── INFORMATION SUPPLIED ──

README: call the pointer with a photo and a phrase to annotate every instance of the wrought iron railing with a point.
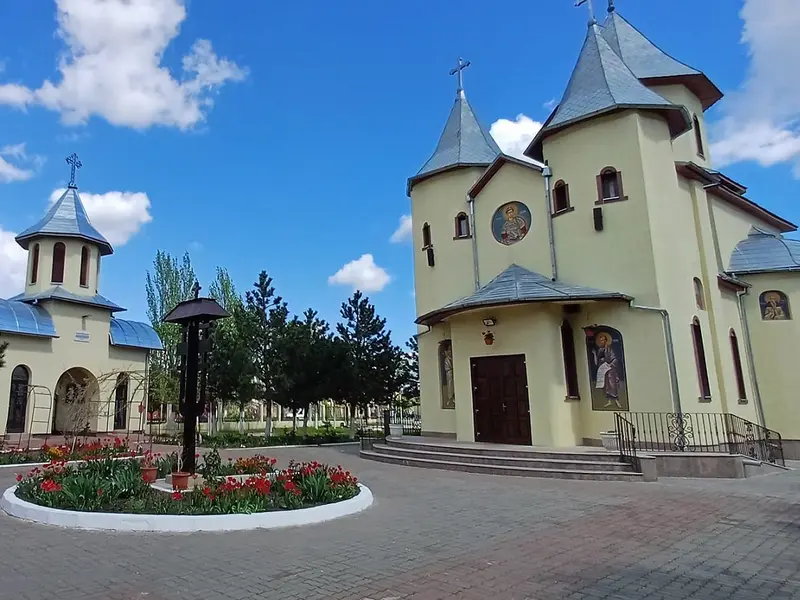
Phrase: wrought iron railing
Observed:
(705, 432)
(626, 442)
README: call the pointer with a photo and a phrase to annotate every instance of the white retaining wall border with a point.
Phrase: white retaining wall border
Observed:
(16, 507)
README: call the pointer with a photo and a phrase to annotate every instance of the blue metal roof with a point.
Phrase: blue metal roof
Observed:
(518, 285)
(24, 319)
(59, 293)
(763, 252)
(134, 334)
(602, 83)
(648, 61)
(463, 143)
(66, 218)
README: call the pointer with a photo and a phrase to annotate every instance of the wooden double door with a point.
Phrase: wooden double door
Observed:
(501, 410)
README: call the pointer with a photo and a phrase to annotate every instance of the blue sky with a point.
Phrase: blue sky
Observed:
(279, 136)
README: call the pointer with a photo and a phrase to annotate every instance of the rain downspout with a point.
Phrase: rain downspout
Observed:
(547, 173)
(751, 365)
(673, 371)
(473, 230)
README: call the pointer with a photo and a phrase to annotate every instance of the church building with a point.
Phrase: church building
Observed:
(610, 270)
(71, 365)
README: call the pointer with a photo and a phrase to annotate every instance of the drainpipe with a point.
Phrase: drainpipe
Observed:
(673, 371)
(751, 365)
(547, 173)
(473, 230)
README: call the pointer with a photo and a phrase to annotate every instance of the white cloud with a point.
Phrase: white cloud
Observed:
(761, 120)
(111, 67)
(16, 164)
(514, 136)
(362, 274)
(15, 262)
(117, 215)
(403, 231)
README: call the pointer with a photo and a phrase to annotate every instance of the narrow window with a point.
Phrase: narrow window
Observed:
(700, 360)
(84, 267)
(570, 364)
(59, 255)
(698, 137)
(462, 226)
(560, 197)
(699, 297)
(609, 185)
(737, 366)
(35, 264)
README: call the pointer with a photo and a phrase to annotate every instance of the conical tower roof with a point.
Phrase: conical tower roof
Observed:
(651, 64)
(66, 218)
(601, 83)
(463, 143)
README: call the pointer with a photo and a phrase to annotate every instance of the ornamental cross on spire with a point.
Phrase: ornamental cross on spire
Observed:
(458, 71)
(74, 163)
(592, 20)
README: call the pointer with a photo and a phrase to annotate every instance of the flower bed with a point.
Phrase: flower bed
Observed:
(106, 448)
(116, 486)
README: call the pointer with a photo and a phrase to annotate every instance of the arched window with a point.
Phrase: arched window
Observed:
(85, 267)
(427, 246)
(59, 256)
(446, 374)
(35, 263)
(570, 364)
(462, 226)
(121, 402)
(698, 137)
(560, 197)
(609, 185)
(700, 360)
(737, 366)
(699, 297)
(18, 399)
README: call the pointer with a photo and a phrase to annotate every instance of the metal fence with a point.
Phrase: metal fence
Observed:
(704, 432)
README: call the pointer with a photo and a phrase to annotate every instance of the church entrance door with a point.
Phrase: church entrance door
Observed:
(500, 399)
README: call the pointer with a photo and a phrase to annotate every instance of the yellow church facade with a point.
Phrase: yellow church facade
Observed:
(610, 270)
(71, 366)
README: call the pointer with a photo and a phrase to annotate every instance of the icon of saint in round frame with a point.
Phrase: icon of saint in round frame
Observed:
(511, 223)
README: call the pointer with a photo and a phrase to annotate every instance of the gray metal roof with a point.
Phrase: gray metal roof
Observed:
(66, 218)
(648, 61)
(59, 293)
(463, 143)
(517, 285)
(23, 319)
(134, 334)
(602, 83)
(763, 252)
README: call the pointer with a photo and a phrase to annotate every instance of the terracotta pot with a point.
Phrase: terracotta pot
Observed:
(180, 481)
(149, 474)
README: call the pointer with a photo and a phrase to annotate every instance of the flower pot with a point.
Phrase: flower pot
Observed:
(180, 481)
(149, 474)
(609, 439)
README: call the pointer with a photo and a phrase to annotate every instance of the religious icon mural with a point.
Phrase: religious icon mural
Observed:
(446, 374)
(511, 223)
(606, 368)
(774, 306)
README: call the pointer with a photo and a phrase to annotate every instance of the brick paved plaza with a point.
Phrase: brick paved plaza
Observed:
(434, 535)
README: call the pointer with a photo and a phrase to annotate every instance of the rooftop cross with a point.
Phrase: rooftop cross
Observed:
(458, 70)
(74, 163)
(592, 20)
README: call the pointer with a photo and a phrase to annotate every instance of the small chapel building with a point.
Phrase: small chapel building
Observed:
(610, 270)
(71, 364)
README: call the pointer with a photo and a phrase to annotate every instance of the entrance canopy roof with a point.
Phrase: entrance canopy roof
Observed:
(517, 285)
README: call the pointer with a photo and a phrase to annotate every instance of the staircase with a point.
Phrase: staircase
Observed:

───

**TASK PROMPT:**
Take the listing above and print it exactly, apart from the pictures.

**RESULT FOR THIS TASK:**
README: call the pointer with a photo and a phrase to annotate every instance of the wrought iron railing with a point.
Phrase: wrought iron railing
Observed:
(705, 432)
(626, 442)
README: call the pointer with a photo and a phrase to annotate every instance of the white retaining wall border with a point.
Phrase: white retaining wall border
Observed:
(16, 507)
README: call the pointer with a photo and a phrase to annotate every instance of the blue metal roof with a point.
Phrase: blue metal roof
Observed:
(518, 285)
(24, 319)
(59, 293)
(763, 252)
(134, 334)
(602, 83)
(648, 61)
(463, 143)
(66, 218)
README: call the pointer with a photo and a phrase to annotate every instance of the wooden double door with a point.
Phrase: wooden double door
Observed:
(501, 410)
README: call the pointer with a photo and a phrase to annotate every instance of the blue sky with a point.
Phrase: blue sky
Observed:
(279, 136)
README: call the pointer with a photo and a phrase to annotate every instance of the rain downspout with a point.
Phrase: rain downspout
Observed:
(547, 173)
(751, 365)
(673, 371)
(473, 230)
README: call the pointer with a photo and a phrase to annotate every instance of the church building with a point.
Phrase: church building
Observed:
(610, 270)
(71, 365)
README: call the pointer with a photo and a phrase to annotate every instance of the drainpipe with a point.
Phrase: drainpipe
Observed:
(673, 371)
(751, 365)
(547, 173)
(473, 230)
README: call the pointer with a photo and a phrase to annotate every instance of the white cloud with a point.
Phrase: white cloud
Observed:
(761, 120)
(111, 67)
(16, 164)
(514, 136)
(362, 274)
(15, 262)
(117, 215)
(403, 231)
README: call the pointer with a photo and a phrase to annotate every instance of the narrow window with a point.
Phrase: narrow window
Observed:
(700, 360)
(84, 267)
(570, 364)
(59, 255)
(698, 137)
(462, 226)
(560, 197)
(699, 297)
(609, 185)
(737, 366)
(35, 264)
README: call the pointer with a photo and a phrase to annotate every instance of the conical tower roof with a point.
Phrase: conical tower roof
Observed:
(651, 64)
(66, 218)
(601, 83)
(463, 143)
README: call the pointer with a photo and a phrase to annotate every instance of the ornamental cross on spire with a point.
Phrase: ornamental cross on spire
Observed:
(458, 71)
(74, 163)
(592, 20)
README: call the pointer with a photo and a phrase to annotate every instance of the flower bed with a point.
Phrase: flower bed
Observed:
(106, 448)
(116, 486)
README: call the pointer with a photo and a phrase to annotate every instance of the arched window with a point.
Phrase: arched window
Observed:
(85, 267)
(427, 246)
(59, 256)
(446, 374)
(35, 263)
(570, 364)
(462, 226)
(121, 402)
(698, 137)
(560, 197)
(609, 185)
(700, 360)
(737, 366)
(699, 297)
(18, 399)
README: call the pointer with a photo and a phrase to annotate every instance of the metal fence with a point.
Phrase: metal fence
Observed:
(704, 432)
README: call the pointer with a photo and a phrase to annotate every instance of the church entrance door with a point.
Phrase: church entrance door
Observed:
(500, 399)
README: call the pointer with a photo and a phrase to annotate every instance of the yellow church facade with a point.
Phrase: yellow church facade
Observed:
(610, 270)
(71, 366)
README: call the pointer with a photo and a phrase to annotate every instance of the icon of saint in round frame with a point.
Phrase: icon of saint in round frame
Observed:
(511, 223)
README: call the pointer with a photo and a phrase to annotate every instance of the gray metal roof with a point.
Phrase: gray metal roof
Observed:
(66, 218)
(648, 61)
(59, 293)
(463, 143)
(517, 285)
(23, 319)
(134, 334)
(602, 83)
(763, 252)
README: call the pointer with a photo and a phrase to annotate every instance of the terracotta pot with a point.
Phrase: terracotta pot
Observed:
(180, 481)
(149, 474)
README: call the pointer with a photo and a phrase to annotate every instance of the flower pot with a point.
Phrase: flower pot
Observed:
(180, 481)
(149, 474)
(609, 439)
README: call the pointer with a photo and a phrase to annotate every instance of the religious icon mural with a point.
Phrase: religious icon mural
Observed:
(446, 374)
(511, 223)
(606, 368)
(774, 306)
README: call the pointer with a photo and a phrase to annotate every instance of the brick paved plaza with a point.
Phrase: brick paved plaza
Observed:
(434, 535)
README: call the pointer with a photo and a phrase to annotate every instance of the rooftop cross with a point.
Phrase: rooftop cross
Observed:
(458, 70)
(74, 163)
(592, 20)
README: call the pointer with a photo and a phrase to annotate every instance of the small chapel building with a point.
Phrase: small chapel building
Observed:
(610, 270)
(71, 364)
README: call the pointer with a photo and a phrase to annotate every instance of the entrance canopy roof with a point.
Phrase: entrance canopy roof
Observed:
(517, 285)
README: call the pointer with a photo and a phrase to annotate every instance of the staircase with a point.
Phrase: staircase
Observed:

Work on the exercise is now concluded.